### EXCERPTED RECORDS
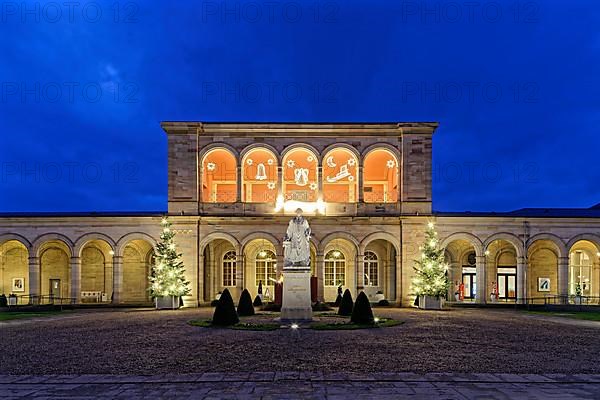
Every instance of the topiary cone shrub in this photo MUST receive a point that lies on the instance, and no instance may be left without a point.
(362, 313)
(245, 307)
(225, 314)
(338, 301)
(346, 304)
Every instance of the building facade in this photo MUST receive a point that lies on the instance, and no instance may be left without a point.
(366, 190)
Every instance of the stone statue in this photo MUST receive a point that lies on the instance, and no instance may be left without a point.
(296, 244)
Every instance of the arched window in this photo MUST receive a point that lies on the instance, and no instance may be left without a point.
(371, 269)
(229, 268)
(259, 176)
(219, 177)
(335, 268)
(380, 177)
(580, 273)
(266, 266)
(300, 180)
(340, 177)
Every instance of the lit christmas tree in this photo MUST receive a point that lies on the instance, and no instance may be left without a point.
(168, 272)
(430, 271)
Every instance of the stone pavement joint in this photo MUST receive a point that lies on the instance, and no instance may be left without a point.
(302, 385)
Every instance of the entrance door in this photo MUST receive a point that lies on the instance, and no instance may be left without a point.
(507, 283)
(470, 282)
(54, 288)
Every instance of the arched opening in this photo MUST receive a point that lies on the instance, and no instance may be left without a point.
(137, 261)
(381, 177)
(300, 180)
(340, 177)
(501, 270)
(14, 270)
(339, 268)
(543, 270)
(96, 272)
(259, 176)
(462, 271)
(55, 271)
(260, 256)
(379, 271)
(219, 177)
(221, 269)
(582, 256)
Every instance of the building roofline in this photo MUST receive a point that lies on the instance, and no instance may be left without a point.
(298, 128)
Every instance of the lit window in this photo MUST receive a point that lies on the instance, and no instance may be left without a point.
(371, 269)
(229, 268)
(300, 180)
(381, 177)
(580, 269)
(219, 177)
(335, 268)
(266, 267)
(259, 176)
(340, 176)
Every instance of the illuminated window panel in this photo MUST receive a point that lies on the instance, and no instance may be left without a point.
(259, 176)
(229, 269)
(381, 177)
(266, 267)
(219, 177)
(340, 176)
(300, 180)
(335, 268)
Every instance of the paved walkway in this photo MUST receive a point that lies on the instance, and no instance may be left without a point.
(267, 385)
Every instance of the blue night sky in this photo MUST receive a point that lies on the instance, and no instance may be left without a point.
(514, 86)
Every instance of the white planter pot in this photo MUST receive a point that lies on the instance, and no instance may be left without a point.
(431, 303)
(167, 302)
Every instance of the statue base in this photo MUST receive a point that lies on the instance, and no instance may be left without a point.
(296, 305)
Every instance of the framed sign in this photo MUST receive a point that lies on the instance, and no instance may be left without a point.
(18, 285)
(543, 284)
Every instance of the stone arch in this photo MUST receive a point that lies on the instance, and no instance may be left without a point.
(561, 248)
(266, 146)
(379, 235)
(124, 241)
(589, 237)
(219, 235)
(215, 146)
(338, 235)
(381, 145)
(346, 146)
(5, 237)
(507, 237)
(89, 237)
(307, 146)
(269, 237)
(43, 240)
(469, 237)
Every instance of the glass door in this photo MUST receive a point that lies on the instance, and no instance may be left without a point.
(507, 283)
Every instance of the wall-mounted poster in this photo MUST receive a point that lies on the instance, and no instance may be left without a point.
(18, 285)
(543, 284)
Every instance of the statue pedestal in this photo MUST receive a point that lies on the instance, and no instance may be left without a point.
(296, 305)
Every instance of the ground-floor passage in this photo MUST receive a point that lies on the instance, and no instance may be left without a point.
(144, 341)
(294, 385)
(94, 266)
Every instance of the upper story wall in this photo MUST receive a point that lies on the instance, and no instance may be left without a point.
(340, 185)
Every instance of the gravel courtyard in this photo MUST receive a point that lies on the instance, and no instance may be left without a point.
(134, 342)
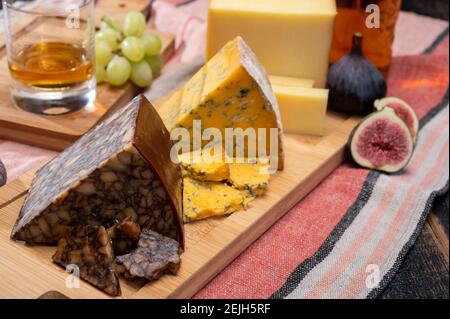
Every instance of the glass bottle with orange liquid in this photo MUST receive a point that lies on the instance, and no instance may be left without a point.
(376, 20)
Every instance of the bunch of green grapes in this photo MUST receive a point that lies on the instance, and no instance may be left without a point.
(127, 53)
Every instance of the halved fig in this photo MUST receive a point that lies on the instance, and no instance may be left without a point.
(403, 110)
(382, 142)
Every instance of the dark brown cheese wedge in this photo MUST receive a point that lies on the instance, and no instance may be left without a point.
(121, 168)
(89, 248)
(124, 236)
(155, 256)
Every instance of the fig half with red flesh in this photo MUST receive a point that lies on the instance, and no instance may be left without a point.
(403, 110)
(382, 141)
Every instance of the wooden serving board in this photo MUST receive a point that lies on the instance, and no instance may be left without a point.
(58, 132)
(28, 272)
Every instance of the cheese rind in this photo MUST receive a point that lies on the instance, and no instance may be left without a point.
(230, 91)
(303, 110)
(120, 168)
(290, 37)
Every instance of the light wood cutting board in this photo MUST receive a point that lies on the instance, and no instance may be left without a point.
(28, 272)
(57, 133)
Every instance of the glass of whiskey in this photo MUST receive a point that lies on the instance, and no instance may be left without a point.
(50, 50)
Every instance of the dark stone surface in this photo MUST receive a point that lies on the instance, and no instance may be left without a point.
(441, 210)
(424, 273)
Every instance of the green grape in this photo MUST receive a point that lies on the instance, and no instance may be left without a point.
(152, 44)
(109, 36)
(103, 53)
(118, 71)
(134, 24)
(100, 73)
(133, 49)
(155, 63)
(141, 74)
(111, 22)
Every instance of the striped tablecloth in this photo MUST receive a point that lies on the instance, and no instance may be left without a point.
(349, 236)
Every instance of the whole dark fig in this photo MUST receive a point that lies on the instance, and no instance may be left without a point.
(2, 174)
(354, 82)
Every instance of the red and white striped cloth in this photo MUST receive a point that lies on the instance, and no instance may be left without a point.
(356, 226)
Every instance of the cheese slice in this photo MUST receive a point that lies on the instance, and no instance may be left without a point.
(250, 177)
(290, 37)
(303, 110)
(288, 81)
(208, 199)
(230, 91)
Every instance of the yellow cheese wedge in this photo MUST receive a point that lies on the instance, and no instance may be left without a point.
(207, 199)
(230, 91)
(252, 178)
(303, 110)
(290, 37)
(288, 81)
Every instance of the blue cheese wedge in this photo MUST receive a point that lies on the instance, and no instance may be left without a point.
(209, 199)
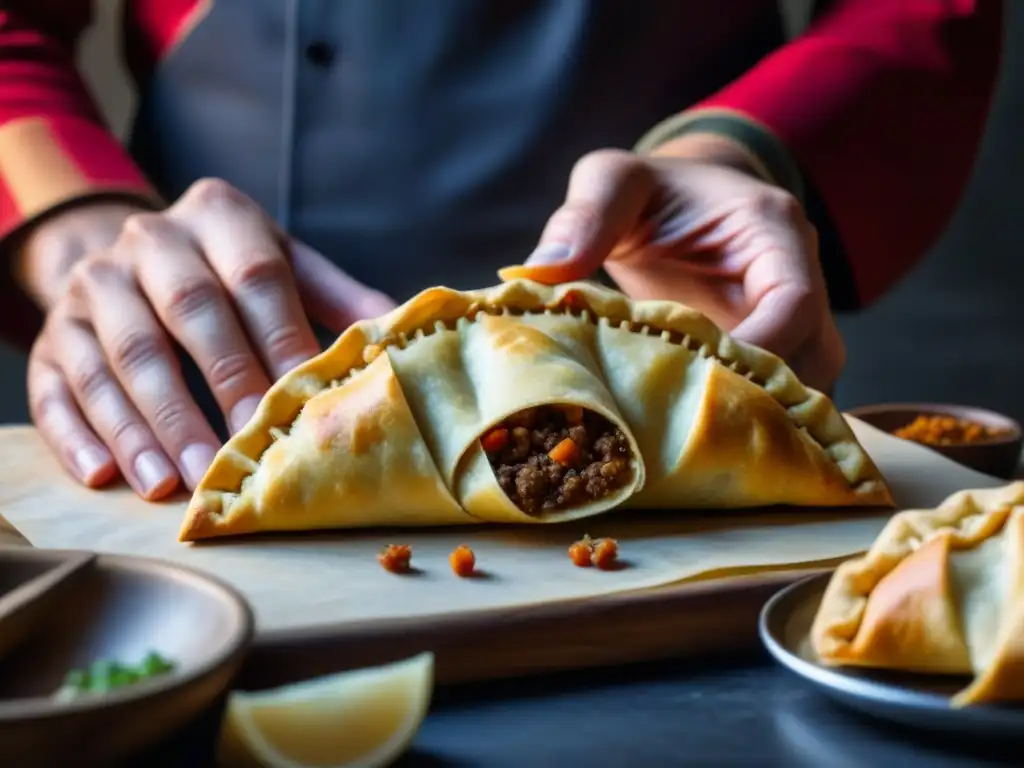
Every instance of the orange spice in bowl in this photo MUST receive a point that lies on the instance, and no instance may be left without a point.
(939, 429)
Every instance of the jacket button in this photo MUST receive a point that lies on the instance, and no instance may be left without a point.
(320, 54)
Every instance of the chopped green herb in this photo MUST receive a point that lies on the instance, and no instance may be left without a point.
(103, 675)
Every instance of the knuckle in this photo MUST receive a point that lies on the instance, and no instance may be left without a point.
(192, 296)
(258, 272)
(566, 221)
(228, 371)
(607, 159)
(90, 381)
(170, 416)
(145, 227)
(128, 432)
(136, 349)
(285, 341)
(90, 270)
(214, 193)
(777, 205)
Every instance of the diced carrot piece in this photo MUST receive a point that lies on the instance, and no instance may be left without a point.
(396, 558)
(565, 453)
(463, 561)
(495, 440)
(605, 554)
(581, 552)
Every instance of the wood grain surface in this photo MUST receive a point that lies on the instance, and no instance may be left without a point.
(474, 631)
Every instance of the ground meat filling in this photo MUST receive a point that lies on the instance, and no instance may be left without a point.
(554, 457)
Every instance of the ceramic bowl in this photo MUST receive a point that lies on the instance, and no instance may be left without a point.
(64, 610)
(997, 457)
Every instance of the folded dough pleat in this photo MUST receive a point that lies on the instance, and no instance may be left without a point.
(495, 368)
(940, 592)
(387, 426)
(338, 466)
(711, 437)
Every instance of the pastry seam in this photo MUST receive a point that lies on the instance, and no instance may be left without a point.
(902, 536)
(560, 305)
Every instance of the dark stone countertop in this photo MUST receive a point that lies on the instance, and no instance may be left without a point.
(751, 713)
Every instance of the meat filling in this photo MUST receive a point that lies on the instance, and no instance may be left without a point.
(554, 457)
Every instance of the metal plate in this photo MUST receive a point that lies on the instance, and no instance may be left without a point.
(916, 700)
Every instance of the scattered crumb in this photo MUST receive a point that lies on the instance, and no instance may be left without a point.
(463, 560)
(396, 558)
(580, 552)
(605, 554)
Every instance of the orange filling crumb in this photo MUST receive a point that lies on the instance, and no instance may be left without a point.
(581, 551)
(396, 558)
(605, 554)
(463, 561)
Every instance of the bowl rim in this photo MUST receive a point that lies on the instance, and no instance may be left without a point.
(238, 641)
(948, 409)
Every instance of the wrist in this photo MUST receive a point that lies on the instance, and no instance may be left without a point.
(716, 150)
(46, 249)
(729, 137)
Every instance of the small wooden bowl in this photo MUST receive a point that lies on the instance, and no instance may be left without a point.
(67, 609)
(997, 457)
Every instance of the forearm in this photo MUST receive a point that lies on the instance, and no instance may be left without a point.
(881, 107)
(54, 147)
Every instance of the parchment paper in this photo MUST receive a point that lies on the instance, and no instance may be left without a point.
(312, 580)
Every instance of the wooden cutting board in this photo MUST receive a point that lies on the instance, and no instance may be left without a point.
(693, 583)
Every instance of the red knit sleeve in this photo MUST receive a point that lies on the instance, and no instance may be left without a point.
(883, 105)
(53, 144)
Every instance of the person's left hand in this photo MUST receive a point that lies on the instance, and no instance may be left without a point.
(707, 232)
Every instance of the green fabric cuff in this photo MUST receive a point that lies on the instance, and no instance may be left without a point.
(759, 140)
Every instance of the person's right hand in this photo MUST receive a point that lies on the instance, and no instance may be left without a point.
(212, 272)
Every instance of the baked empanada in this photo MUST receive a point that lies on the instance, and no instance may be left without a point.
(940, 592)
(456, 408)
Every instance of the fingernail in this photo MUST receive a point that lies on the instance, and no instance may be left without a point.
(154, 471)
(550, 253)
(243, 412)
(195, 460)
(89, 460)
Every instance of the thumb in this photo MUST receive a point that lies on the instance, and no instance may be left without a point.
(331, 296)
(607, 194)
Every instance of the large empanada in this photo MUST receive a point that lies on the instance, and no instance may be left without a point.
(399, 422)
(941, 592)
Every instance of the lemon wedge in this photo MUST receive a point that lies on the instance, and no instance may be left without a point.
(360, 718)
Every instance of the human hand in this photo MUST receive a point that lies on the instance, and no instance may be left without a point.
(697, 226)
(211, 272)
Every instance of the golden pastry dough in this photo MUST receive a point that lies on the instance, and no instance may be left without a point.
(384, 427)
(940, 592)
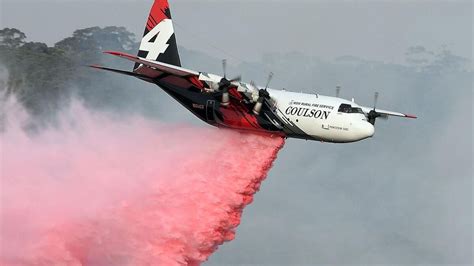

### TASK REQUIREMENTS
Locate every line in the data above that contains the word "wall" and copy each of those lines in full. Case matters.

### ANSWER
Every instance of the wall-mounted poster in this photo MUST receive a point that lies on the instance, and no instance may be left without a point.
Every instance of the upper story wall in this photo MUST receive a point that lies on the instance, and no instance may be left without a point.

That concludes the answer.